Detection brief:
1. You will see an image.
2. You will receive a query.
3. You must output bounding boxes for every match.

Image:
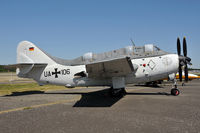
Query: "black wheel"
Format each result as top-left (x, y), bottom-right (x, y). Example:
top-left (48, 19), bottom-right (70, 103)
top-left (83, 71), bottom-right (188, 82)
top-left (109, 88), bottom-right (126, 97)
top-left (171, 89), bottom-right (180, 96)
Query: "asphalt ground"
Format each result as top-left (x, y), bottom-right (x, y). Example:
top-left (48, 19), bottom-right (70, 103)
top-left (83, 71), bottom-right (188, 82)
top-left (0, 72), bottom-right (35, 84)
top-left (0, 80), bottom-right (200, 133)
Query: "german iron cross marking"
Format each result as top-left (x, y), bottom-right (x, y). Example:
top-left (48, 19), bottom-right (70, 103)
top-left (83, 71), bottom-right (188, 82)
top-left (52, 68), bottom-right (61, 78)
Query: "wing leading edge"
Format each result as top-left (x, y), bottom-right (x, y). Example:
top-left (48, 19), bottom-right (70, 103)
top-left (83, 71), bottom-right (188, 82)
top-left (86, 57), bottom-right (136, 78)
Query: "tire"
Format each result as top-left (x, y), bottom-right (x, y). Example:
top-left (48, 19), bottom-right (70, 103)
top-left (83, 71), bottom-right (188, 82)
top-left (171, 89), bottom-right (180, 96)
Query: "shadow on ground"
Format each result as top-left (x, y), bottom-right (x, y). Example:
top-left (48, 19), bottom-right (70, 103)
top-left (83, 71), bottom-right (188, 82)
top-left (5, 89), bottom-right (171, 107)
top-left (4, 91), bottom-right (45, 97)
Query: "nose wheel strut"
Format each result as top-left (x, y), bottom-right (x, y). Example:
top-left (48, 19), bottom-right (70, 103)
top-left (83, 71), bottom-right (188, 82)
top-left (171, 80), bottom-right (180, 96)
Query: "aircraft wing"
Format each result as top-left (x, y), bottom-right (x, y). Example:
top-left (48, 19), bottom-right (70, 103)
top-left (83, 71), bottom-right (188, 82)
top-left (86, 57), bottom-right (134, 78)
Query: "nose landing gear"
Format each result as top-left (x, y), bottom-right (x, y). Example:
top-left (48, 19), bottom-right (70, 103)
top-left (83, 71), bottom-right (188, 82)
top-left (171, 80), bottom-right (180, 96)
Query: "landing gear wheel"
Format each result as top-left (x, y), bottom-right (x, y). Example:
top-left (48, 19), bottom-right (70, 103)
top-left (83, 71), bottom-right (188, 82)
top-left (171, 88), bottom-right (180, 96)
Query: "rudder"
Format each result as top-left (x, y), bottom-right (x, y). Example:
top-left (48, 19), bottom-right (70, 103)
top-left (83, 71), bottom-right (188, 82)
top-left (17, 41), bottom-right (55, 65)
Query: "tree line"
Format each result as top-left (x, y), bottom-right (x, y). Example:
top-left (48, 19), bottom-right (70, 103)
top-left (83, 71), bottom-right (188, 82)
top-left (0, 65), bottom-right (16, 72)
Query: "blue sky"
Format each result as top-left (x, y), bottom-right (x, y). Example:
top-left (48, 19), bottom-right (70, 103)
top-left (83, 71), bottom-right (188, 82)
top-left (0, 0), bottom-right (200, 68)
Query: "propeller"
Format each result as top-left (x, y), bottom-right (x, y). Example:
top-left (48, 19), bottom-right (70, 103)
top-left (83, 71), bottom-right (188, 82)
top-left (177, 37), bottom-right (192, 82)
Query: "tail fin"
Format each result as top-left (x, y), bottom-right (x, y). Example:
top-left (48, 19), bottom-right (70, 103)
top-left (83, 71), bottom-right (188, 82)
top-left (17, 41), bottom-right (55, 65)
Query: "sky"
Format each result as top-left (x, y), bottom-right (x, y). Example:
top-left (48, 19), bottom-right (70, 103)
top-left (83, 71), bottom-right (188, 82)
top-left (0, 0), bottom-right (200, 68)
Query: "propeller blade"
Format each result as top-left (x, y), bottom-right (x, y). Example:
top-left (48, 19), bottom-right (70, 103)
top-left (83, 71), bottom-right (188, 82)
top-left (179, 64), bottom-right (182, 82)
top-left (177, 38), bottom-right (181, 55)
top-left (183, 37), bottom-right (187, 57)
top-left (185, 64), bottom-right (188, 82)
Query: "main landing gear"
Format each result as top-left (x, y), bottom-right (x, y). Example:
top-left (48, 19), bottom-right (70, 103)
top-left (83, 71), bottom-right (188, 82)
top-left (109, 87), bottom-right (126, 97)
top-left (171, 81), bottom-right (180, 96)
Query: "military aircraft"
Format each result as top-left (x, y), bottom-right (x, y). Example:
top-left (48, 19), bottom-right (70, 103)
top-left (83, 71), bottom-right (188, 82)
top-left (11, 38), bottom-right (191, 96)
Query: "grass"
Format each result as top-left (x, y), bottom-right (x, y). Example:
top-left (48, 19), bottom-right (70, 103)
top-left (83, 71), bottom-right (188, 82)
top-left (0, 83), bottom-right (67, 95)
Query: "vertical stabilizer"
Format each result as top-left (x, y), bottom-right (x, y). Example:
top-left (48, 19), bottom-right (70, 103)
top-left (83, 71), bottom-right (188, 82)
top-left (17, 41), bottom-right (55, 65)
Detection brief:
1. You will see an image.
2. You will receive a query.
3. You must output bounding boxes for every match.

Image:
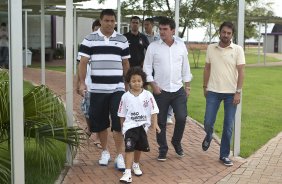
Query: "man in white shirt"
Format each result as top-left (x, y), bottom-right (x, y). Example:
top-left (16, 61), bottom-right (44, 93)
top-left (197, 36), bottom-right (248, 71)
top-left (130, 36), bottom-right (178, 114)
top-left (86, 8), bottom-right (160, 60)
top-left (144, 18), bottom-right (160, 43)
top-left (143, 17), bottom-right (192, 161)
top-left (202, 22), bottom-right (246, 166)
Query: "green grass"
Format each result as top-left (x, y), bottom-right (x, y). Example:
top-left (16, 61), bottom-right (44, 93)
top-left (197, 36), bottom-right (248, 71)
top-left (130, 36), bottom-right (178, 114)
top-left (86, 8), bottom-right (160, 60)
top-left (188, 67), bottom-right (282, 157)
top-left (25, 142), bottom-right (66, 184)
top-left (29, 64), bottom-right (66, 72)
top-left (24, 81), bottom-right (66, 184)
top-left (188, 48), bottom-right (281, 68)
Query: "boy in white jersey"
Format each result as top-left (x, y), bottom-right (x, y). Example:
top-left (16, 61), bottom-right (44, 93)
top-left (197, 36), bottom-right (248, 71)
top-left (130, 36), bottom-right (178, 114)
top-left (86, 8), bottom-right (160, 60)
top-left (118, 67), bottom-right (161, 183)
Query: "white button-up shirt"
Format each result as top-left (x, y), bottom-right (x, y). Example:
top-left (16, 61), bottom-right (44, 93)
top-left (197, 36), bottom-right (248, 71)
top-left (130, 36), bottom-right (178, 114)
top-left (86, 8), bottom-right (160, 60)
top-left (143, 39), bottom-right (192, 92)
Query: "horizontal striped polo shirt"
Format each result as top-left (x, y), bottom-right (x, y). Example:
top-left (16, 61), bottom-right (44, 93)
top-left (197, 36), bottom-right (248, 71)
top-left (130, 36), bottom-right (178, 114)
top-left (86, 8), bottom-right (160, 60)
top-left (79, 29), bottom-right (130, 93)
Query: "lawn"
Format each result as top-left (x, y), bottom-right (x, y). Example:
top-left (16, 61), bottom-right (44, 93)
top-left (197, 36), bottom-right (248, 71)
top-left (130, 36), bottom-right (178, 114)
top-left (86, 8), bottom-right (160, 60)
top-left (29, 64), bottom-right (66, 72)
top-left (188, 67), bottom-right (282, 157)
top-left (188, 48), bottom-right (281, 67)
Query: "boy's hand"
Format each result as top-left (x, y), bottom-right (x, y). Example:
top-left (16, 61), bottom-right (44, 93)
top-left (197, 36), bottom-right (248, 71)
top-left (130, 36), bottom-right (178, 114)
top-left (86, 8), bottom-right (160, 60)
top-left (152, 125), bottom-right (161, 134)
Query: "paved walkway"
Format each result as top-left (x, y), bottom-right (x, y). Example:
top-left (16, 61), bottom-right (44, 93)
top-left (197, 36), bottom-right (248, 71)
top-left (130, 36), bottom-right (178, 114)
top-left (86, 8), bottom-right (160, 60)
top-left (24, 68), bottom-right (282, 184)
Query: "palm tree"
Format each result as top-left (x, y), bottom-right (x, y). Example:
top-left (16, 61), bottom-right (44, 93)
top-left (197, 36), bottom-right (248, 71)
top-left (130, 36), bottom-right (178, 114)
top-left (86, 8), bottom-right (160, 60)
top-left (0, 70), bottom-right (83, 183)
=-=-=
=== WHAT IS REQUIRED ===
Copy the entries from the first line through the line containing "top-left (86, 57), bottom-right (136, 78)", swapping "result" for "box" and keeping everything else the same. Omit the pictures.

=== EXERCISE OUTPUT ===
Detection brief:
1. You will see an image.
2. You will receive a query.
3. You must output bounding boxes for every match.

Image:
Query: "black wheel"
Format each box as top-left (x, y), bottom-right (x, y). Example:
top-left (48, 19), bottom-right (70, 103)
top-left (83, 71), bottom-right (188, 82)
top-left (109, 88), bottom-right (126, 97)
top-left (171, 89), bottom-right (180, 96)
Query: "asphalt ground"
Format each box as top-left (x, y), bottom-right (x, y). Example:
top-left (48, 19), bottom-right (70, 103)
top-left (83, 71), bottom-right (188, 82)
top-left (0, 72), bottom-right (35, 84)
top-left (0, 80), bottom-right (200, 133)
Query: "german iron cross marking"
Format each box as top-left (x, y), bottom-right (x, y). Example:
top-left (48, 19), bottom-right (70, 103)
top-left (83, 71), bottom-right (188, 82)
top-left (52, 68), bottom-right (61, 78)
Query: "wing leading edge"
Format each box as top-left (x, y), bottom-right (x, y). Example:
top-left (48, 19), bottom-right (70, 103)
top-left (83, 71), bottom-right (188, 82)
top-left (86, 57), bottom-right (136, 78)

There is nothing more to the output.